▶ **Required actions**:
(A) In the sentence of the SQLAlchemy text that begins "It's fast and easy," which tasks are named as fast and easy to do with SQL?
(B) Which lines of the records below contain the string "side"? Gather each such line and copy it in full. Case counts.

# Document extract start

SQLAlchemy
Although it sometimes might seem as if relational databases have gone the way of the dinosaur, making way for non-relational (NoSQL) databases, such as MongoDB and Cassandra, a very large number of systems still depend on a relational database. And, although there is no requirement that a relational database use SQL as its query language, it's a rare database product that does not do so.
The good news is that SQL is relatively easy to work with, particularly when the queries are straightforward. It's fast and easy to create tables, insert data into them, update that data and write queries that retrieve some or all parts of the data. SQL also makes it fairly easy to combine ("join") information from multiple tables, letting you normalize the data, while keeping speed and flexibility at a maximum.
SQL might not be difficult to work with on its own, but you rarely work with it in a vacuum. Usually, your SQL statements reside within a program you have written. The SQL is kept as a text string within the application and is then sent, via a network socket, to the server.
There are several problems with this. First, it means you have to mix two different languages within the same program. Inside your Web application, which you've worked hard to write, and which you try to ensure is maintainable, you have code in a totally separate language, inside strings, which you cannot test or maintain directly.
Even if the SQL queries weren't written inside strings, you still would be faced with the fact that the majority of your Web application is written in one language, but your data-manipulation routines are written in another language. A Web application contains, no matter how you slice it, components in HTML, CSS and JavaScript, as well as whatever server-side language you're using. Adding SQL to this can only complicate things further.
Even if SQL and a typical server-side language were on equal footing in terms of the syntax of a Web application, there's a fundamental mismatch between the ways in which they handle data. SQL operates with rows and columns within tables; everything in a relational database has to fit into this table-centric view of the world. By contrast, modern programming languages have a rich variety of data structures and typically are object-oriented to some degree or another.
Libraries that bridge the gap between procedural code and SQL are known as object-relational mappers, or ORMs. ORMs typically represent database records as instances of a particular class. In order to represent 50 records, you would need 50 instances of a class, with the state of each instance reflecting the names, types and values of the columns in that record.
There are two basic paradigms for passing data between the object-oriented data structures and the database, both of which were described by Martin Fowler. In the first paradigm, known as Active Record, each instance is tied directly to a row in the database, and the class itself (as well as each object) is responsible for ensuring that the data is saved to the database. In other words, Active Record requires that you create a single class, and that it handles both sides of the object-relational divide. The Active Record class in Ruby on Rails is (not surprisingly) an implementation of this paradigm and provides a great deal of power and flexibility.

# Document extract end
# Provided data start

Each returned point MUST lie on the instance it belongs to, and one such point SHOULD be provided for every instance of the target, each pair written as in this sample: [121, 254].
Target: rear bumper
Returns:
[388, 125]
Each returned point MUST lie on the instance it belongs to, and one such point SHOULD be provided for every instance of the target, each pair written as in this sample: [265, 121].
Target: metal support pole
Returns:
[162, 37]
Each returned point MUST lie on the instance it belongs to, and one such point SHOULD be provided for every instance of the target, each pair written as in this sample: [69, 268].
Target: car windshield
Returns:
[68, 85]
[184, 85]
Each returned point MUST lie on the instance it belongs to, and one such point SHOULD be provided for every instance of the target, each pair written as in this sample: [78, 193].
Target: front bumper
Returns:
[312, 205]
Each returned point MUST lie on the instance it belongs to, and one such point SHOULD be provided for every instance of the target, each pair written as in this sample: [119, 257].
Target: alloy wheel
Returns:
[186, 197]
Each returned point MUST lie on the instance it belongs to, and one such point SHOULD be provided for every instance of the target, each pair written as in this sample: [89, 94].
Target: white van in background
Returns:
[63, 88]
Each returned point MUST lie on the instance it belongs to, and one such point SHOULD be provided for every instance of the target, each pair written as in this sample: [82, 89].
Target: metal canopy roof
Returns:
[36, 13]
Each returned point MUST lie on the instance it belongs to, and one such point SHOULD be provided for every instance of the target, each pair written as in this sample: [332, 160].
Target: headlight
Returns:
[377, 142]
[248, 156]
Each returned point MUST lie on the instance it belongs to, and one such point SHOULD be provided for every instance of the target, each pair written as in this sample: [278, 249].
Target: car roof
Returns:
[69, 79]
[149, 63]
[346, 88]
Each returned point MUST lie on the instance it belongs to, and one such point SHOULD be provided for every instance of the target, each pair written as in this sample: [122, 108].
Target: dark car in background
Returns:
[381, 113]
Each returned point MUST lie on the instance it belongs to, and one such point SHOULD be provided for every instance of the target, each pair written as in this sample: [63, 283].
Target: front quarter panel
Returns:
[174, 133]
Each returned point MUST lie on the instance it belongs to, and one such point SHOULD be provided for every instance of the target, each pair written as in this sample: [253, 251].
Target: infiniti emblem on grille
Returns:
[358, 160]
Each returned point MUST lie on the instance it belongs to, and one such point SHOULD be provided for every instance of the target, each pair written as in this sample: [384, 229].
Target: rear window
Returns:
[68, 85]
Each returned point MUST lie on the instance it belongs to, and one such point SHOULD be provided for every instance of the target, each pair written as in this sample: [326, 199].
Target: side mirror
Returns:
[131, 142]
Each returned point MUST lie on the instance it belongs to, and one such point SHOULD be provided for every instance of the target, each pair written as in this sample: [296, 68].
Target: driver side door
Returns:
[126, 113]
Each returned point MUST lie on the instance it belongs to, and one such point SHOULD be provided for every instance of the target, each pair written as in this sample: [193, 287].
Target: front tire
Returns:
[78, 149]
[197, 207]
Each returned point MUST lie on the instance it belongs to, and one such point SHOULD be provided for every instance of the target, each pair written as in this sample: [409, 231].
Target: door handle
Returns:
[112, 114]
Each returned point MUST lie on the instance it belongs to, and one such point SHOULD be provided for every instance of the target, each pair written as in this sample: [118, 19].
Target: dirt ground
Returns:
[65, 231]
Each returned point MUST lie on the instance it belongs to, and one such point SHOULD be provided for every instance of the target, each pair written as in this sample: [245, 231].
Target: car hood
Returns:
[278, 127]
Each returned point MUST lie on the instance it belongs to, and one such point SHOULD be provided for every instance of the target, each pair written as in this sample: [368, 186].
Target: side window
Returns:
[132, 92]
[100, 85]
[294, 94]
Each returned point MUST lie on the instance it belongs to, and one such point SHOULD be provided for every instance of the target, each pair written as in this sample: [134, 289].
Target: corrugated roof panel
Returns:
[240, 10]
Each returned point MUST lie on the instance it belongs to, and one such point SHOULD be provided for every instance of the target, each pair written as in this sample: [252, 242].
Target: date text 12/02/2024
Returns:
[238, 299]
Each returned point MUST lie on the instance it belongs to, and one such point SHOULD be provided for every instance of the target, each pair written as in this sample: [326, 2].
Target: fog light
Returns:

# Provided data end

▶ **Solution list**:
(A)
- Create tables
- Insert data into them
- Update that data
- Write queries that retrieve some or all parts of the data

(B)
Target: side mirror
Target: driver side door
Target: side window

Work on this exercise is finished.